▶ **REQUIRED ACTION 1**:
Answer these questions from the pregnancy blog excerpt:
(a) By what time on Sunday did the midwife say the pill would be out of the system if it hadn't worked?
(b) In how many weeks will the baby girl join the family?
(c) What does the big girl occasionally dig into the writer's sides?
▶ **REQUIRED ACTION 2**: From the pregnancy blog excerpt, repeat everything from "And so, the" down to "need to save.".

▶ **SOURCE EXTRACT**:
┄┄┄┄┄┄┄┄┄┄┄┄┄┄┄┄┄┄┄┄

My midwife told me, “If the pill hasn’t worked by noon on Sunday, it is out of your system.  If your labor starts after that, we can assume that it has started naturally.”

And so, the waiting game continued.

Sleepless South of the Border

My thoughts are full of my baby girl who will join us in 8 short weeks… She wakes me up in the night, and I lie awake thinking of what I need to do, questions I need to ask, and money I need to save.

My big girl is sleeping beside me, her feet occasionally digging into my sides.  While she’s excited about her sister, I lie here wondering what she will do when another baby joins our bed.  How will we sleep?  Where will the baby go?  How can I make sure Ale still gets to snuggle too?  How will I breastfeed and read at the same time?

┄┄┄┄┄┄┄┄┄┄┄┄┄┄┄┄┄┄┄┄

Stored data:

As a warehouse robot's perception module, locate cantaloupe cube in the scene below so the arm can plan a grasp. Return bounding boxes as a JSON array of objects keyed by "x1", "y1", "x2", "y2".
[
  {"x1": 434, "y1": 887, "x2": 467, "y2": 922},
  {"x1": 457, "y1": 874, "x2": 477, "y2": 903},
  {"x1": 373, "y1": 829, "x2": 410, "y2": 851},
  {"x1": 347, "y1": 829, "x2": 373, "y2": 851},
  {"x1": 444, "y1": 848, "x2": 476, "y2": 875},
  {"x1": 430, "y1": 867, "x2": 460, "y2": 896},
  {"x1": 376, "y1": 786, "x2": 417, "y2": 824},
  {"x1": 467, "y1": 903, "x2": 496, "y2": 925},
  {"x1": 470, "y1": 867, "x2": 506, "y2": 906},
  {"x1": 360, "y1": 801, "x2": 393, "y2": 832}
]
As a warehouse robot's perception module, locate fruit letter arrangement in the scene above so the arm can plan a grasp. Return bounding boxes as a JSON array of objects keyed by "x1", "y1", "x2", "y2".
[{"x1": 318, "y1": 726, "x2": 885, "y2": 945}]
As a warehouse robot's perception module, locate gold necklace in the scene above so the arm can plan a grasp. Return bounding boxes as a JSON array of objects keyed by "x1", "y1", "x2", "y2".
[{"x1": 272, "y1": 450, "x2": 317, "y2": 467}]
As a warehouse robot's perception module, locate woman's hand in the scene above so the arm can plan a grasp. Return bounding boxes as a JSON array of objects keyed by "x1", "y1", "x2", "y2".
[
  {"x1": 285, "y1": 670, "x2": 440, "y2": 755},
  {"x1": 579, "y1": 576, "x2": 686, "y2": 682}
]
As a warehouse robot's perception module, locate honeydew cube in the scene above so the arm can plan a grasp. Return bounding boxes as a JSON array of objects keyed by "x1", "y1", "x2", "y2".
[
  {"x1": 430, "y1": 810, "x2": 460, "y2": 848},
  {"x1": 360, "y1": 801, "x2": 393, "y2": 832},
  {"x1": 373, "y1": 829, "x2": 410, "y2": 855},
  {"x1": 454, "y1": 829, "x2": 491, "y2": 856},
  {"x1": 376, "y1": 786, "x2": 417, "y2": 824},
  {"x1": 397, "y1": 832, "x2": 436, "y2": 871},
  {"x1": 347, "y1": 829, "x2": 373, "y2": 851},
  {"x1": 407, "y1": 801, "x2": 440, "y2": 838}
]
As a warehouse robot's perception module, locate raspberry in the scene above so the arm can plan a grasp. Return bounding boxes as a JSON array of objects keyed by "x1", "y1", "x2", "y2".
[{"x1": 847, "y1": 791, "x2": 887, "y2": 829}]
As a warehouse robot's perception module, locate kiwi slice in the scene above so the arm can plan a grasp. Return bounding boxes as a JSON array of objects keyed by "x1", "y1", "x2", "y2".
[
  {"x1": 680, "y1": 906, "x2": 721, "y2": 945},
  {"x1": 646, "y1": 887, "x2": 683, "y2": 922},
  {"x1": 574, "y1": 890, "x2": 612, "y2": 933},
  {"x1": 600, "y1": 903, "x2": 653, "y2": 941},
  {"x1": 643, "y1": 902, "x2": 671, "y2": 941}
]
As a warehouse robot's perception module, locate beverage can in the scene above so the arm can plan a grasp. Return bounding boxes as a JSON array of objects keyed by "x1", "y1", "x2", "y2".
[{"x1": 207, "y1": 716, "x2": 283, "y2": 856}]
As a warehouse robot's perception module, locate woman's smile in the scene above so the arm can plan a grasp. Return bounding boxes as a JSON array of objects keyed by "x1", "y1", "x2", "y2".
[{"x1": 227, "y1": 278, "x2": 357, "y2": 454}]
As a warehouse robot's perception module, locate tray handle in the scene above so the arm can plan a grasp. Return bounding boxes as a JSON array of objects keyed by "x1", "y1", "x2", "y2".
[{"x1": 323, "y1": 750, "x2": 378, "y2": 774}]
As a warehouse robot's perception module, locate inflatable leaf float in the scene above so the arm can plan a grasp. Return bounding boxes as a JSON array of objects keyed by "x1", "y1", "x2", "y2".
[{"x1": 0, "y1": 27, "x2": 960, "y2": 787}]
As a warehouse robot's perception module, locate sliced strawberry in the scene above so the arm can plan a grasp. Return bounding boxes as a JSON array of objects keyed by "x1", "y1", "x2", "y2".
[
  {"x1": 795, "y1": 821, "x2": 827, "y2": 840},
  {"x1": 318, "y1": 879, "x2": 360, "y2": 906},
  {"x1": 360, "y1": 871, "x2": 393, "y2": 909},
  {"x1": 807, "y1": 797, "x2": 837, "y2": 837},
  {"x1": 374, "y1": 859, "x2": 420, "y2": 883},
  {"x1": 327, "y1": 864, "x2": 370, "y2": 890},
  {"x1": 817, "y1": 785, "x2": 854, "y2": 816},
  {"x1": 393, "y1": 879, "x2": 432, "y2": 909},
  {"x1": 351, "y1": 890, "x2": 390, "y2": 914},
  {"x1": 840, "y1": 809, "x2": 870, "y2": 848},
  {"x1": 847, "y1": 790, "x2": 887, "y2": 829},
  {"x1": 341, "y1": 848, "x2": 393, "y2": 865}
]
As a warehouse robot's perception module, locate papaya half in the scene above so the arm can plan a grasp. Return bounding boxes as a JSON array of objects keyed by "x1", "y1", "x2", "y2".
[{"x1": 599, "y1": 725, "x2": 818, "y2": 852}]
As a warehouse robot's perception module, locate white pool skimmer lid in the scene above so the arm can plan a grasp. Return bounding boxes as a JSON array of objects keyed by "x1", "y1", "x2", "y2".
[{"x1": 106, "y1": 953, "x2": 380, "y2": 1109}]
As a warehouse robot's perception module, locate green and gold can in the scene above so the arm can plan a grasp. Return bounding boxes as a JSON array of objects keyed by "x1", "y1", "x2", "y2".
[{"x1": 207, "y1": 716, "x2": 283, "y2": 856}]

┄┄┄┄┄┄┄┄┄┄┄┄┄┄┄┄┄┄┄┄

▶ **TASK RESULT 1**:
(a) Noon
(b) 8 weeks
(c) Her feet

▶ **TASK RESULT 2**:
And so, the waiting game continued.

Sleepless South of the Border

My thoughts are full of my baby girl who will join us in 8 short weeks… She wakes me up in the night, and I lie awake thinking of what I need to do, questions I need to ask, and money I need to save.